§ **Text extract**:
○ ○ ○ ○
Judging by the stock market's reaction to the outcome of the Federal Open Market Committee (FOMC) decision last Wednesday, market participants were satisfied. The Fed raised the federal funds rate by 25 basis points for the second time in three months, signaling their perception of continued improvements in labor and inflation data. Following strong employment data earlier in the month, there were whispers that the Fed might increase its projected number of rate hikes in 2017 to four -- but the committee reiterated its forecast for three hikes this calendar year, suggesting future tightening will continue to be gradual. Therefore, one might characterize Wednesday's action as a "relief rally" after the Fed maintained its interest rate projections for 2017.

The S&P 500 Index (SPX - 2,378.25) continued its winning ways -- although, prior to the FOMC meeting and for the first time in 36 trading days, it closed slightly below its 20-day moving average. Last week, we presented data on the historical implications of the SPX closing 33 consecutive days above its 20-day moving average. As you can see on the table immediately below, and as noted in this space last week, lengthy streaks in which the SPX closes above its 20-day moving average typically begets more of the same bullish momentum in the two weeks to three months after the signal.

Prior to the most recent signal on March 8, the last time the SPX closed 33 consecutive days above its 20-day moving average was Dec. 22. There was a little drawdown after the Dec. 22 signal -- as expected, based on the history of this signal. But two months later, the SPX was trading higher by 4.5%, above its expected and average positive returns, historically.

spx returns after 20 day streak 0317

"As the FOMC meeting comes into focus, keep in mind that it is standard options expiration week... The huge 240-strike call open interest is noticeable, and acted as resistance earlier this month. Upon digging into this further, the call open interest at the SPY March 240 strike was primarily accumulated via sell-to-open activity -- so capping action, much like that which occurred two weeks ago, is to be expected."
○ ○ ○ ○
(Object point labels)

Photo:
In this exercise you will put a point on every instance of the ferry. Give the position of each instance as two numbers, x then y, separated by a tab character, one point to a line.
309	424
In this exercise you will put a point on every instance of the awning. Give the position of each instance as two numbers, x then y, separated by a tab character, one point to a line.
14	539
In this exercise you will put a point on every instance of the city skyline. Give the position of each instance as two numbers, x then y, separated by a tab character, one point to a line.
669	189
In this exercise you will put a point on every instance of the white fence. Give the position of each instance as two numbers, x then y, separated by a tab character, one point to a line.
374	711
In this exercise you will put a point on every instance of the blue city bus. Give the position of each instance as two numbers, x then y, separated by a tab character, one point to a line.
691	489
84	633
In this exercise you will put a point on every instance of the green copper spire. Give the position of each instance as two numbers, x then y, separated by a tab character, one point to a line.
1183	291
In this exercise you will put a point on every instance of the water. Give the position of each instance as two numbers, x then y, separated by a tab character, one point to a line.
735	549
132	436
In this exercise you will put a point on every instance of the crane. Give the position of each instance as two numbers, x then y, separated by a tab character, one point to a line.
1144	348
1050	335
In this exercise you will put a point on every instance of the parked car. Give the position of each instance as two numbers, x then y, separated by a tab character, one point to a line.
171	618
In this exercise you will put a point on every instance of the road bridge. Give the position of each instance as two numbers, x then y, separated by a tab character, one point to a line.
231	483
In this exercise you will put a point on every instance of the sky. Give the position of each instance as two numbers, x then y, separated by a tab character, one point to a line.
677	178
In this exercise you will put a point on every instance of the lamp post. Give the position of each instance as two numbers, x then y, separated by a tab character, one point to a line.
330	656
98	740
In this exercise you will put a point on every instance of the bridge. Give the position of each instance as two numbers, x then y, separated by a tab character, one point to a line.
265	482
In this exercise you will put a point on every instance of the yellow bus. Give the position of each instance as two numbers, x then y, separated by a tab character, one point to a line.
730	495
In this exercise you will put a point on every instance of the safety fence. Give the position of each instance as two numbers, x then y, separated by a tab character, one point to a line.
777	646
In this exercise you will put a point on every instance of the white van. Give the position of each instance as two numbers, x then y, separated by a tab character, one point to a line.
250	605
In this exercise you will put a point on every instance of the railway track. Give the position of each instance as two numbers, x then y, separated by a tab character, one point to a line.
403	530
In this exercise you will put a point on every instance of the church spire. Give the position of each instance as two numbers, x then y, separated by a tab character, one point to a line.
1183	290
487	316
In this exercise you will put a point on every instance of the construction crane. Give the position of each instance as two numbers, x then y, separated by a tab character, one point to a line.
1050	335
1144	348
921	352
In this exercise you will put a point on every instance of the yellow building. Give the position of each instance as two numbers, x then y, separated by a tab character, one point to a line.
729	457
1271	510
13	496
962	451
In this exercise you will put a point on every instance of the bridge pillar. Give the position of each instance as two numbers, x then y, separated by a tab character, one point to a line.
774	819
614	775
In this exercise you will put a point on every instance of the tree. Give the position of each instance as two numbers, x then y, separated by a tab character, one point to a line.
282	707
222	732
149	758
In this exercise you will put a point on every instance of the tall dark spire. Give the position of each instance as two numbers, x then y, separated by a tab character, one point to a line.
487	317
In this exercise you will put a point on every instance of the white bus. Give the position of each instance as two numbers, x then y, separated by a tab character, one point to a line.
○ ○ ○ ○
§ **Tasks to perform**:
• 1. Find every line in the records that contains the word "white" and copy each of those lines.
• 2. Resume the commentary on the stock market and the Fed's rate decision, picking up after its final sentence.
The text and the records have no connection to each other.

§ **Final answers**:
• 1.
In this exercise you will put a point on every instance of the white fence. Give the position of each instance as two numbers, x then y, separated by a tab character, one point to a line.
In this exercise you will put a point on every instance of the white van. Give the position of each instance as two numbers, x then y, separated by a tab character, one point to a line.
In this exercise you will put a point on every instance of the white bus. Give the position of each instance as two numbers, x then y, separated by a tab character, one point to a line.

• 2.
    -- Monday Morning Outlook, March 13, 2017

The excerpt above refers to the SPDR S&P 500 ETF (SPY - 237.03), of course, as I observed that standard March options expiration on March 17 could see the SPY 240 strike potentially act as a "capper" to a rally attempt. Not only did this area mark the high in the first trading day of March, but significant call open interest had built up at this strike, primarily driven by sell-to-open volume. As such, hedged players who bought the calls were likely to short more S&P futures as the SPY approached this strike, since the call option becomes more sensitive to changes in the SPY.

I find it interesting that in the immediate aftermath of the Fed decision, the SPY shot higher -- but its high point was $239.44, about half a point below the key 240 strike. On Thursday, the SPY declined from the start of the trading day, pushing further below the 240 strike. The exchange-traded fund (ETF) then went ex-dividend on Friday, which explains the gap lower seen on the chart below.

The good news for bulls is that the 240-strike "call wall" disappeared with standard March options expiration last Friday, when more than 160,000 calls at this strike expired worthless. As we move into the last two weeks of trading in the first quarter, there is a SPY weekly options expiration on March 24, followed by quarterly options expiration on March 31. Now, the combined call open interest at the 240 strike is more than 60% below the levels SPY was facing during March expiration week. In layman's terms, the "call wall" is much smaller for expirations on the immediate horizon.

spy hourly chart 0317

Turning to the sentiment backdrop, we are seeing caution creep into the market, although the current level of caution is not anywhere near the fear that prevailed pre-election. Short interest on SPX component stocks edged higher again in the last reporting period, even as the SPX carved out another new high. This is a welcome sign for bulls, as short interest is higher relative to a month ago, and so too is the market -- but it is a welcome sign to the extent that the SPX does not break down below support levels. With short interest rising off its recent multi-month low, the shorts might sense opportunity on an index breakdown and become emboldened, and a sharp build in shorting activity would likely pressure stocks.

Additionally, we are seeing bullishness recede in the weekly National Association of Active Investment Managers (NAAIM) survey. In fact, the 10-week moving average of the average long position among these active managers is rolling over from an extreme high. Per the chart below, previous rollovers from extreme highs have preceded corrective periods for stocks. However, there have been instances in which the market's momentum continued, despite extreme optimism receding among the active manager group.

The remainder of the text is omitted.